Backslash sequences\1\2 in regexs (backreferences)

Is this behavior documented anywhere:

puts “fred:smith”.gsub(/(\w+):(\w+)/, ‘\2, \1’)

–output:–
smith, fred

puts “abc”.gsub(/a(b)©/, “a\2\1”)

–output:–
a

The double quotes surrounding the replacement string cause the backslash
sequences to stop working. With single quotes the backslash sequences
work. I can’t find anything in pickaxe2 about that. .My understanding
was that double quotes allowed for more substitutions than single
quotes. This appears to be a case where double quotes allow fewer
substitutions than single quotes.

On 1-Nov-07, at 9:47 PM, 7stud – wrote:

substitutions than single quotes.

Posted via http://www.ruby-forum.com/.

The double quotes interpolate the \1 and \2 as characters before gsub
ever sees it.

ratdog:~ mike$ ruby -e ‘puts “abc”.gsub(/a(b)(c)/, “a\2\1”)’ | od -c
0000000 a 002 001 \n
0000004

ratdog:~ mike$ irb
irb(main):001:0> ‘a\1\2’.length
=> 5
irb(main):002:0> “a\1\2”.length
=> 3
irb(main):003:0> “a\2\1”
=> “a\002\001”

the \2 and \1 are interpolated into two single characters in the
double quotes.

Table 22.2 in The Basic Types says \nnn goes to Octal nnn, and here
you see 8 (not a valid octal digit) doesn’t get treated the same way
as 1 and 2:

irb(main):004:0> “a\2\1\8”
=> “a\002\0018”

Hope this helps,

Mike

Mike S. [email protected]
http://www.stok.ca/~mike/

The “`Stok’ disclaimers” apply.

On Nov 1, 7:47 pm, [email protected] wrote:

Is this behavior documented anywhere:

Yes. In many Ruby books, in at least one Ruby FAQ, and many, many
times on the ruby mailing list/forum/newsgroup.

Mike S. wrote:

Table 22.2 in The Basic Types says \nnn goes to Octal nnn,

Ah. So, \1 and \2 are interpreted as octal character codes. I was
using the following puts statement to debug:

puts “abc”.gsub(/a(b)©/, “a\2\1”) + “<—”

–output:–
a<—

I should have been using:

p “abc”.gsub(/a(b)©/, “a\2\1”)

–output:–
“a\002\001”

Since the ascii codes 1 and 2 represent non-printable characters, I got
no output for them using puts.

:::

What the exercise asks :: Copy the forum thread about backslash sequences, beginning at the words "On 1-Nov-07, at" and stopping after "ever sees it.", and replace "characters" with "bytes".

Data listing ::

:::

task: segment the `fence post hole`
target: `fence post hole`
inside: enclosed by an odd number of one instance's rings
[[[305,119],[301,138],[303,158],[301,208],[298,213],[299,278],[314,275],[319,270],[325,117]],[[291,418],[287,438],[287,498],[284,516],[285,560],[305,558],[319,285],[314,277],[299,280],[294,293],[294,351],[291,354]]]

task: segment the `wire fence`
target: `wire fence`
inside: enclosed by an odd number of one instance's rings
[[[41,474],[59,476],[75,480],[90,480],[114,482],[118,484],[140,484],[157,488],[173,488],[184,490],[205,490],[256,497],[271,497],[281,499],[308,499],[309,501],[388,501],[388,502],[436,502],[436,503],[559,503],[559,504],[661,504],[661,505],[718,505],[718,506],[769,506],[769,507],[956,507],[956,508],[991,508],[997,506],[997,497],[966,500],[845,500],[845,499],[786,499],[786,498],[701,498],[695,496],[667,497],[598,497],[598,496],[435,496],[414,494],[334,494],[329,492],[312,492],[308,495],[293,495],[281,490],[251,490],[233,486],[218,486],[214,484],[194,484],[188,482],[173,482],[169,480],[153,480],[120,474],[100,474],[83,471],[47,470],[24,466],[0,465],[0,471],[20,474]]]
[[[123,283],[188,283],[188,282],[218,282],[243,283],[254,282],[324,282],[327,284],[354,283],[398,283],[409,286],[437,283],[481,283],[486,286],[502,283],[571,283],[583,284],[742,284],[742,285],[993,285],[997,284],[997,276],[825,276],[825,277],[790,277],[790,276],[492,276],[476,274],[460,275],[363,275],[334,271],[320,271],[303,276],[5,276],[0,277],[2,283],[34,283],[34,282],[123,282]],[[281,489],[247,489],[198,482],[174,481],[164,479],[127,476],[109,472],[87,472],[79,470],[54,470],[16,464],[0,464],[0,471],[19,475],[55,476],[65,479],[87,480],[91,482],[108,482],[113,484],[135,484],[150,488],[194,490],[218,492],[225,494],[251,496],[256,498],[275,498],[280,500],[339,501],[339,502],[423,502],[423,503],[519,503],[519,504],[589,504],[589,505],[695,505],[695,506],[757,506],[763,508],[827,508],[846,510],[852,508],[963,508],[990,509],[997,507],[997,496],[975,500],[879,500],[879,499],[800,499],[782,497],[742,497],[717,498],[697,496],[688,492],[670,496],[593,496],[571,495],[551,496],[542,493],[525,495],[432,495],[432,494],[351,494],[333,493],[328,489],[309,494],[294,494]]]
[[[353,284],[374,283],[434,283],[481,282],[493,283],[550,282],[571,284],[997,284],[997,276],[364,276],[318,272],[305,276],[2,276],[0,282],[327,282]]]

:::

Task result ::
On 1-Nov-07, at 9:47 PM, 7stud – wrote:

substitutions than single quotes.

Posted via http://www.ruby-forum.com/.

The double quotes interpolate the \1 and \2 as bytes before gsub
ever sees it.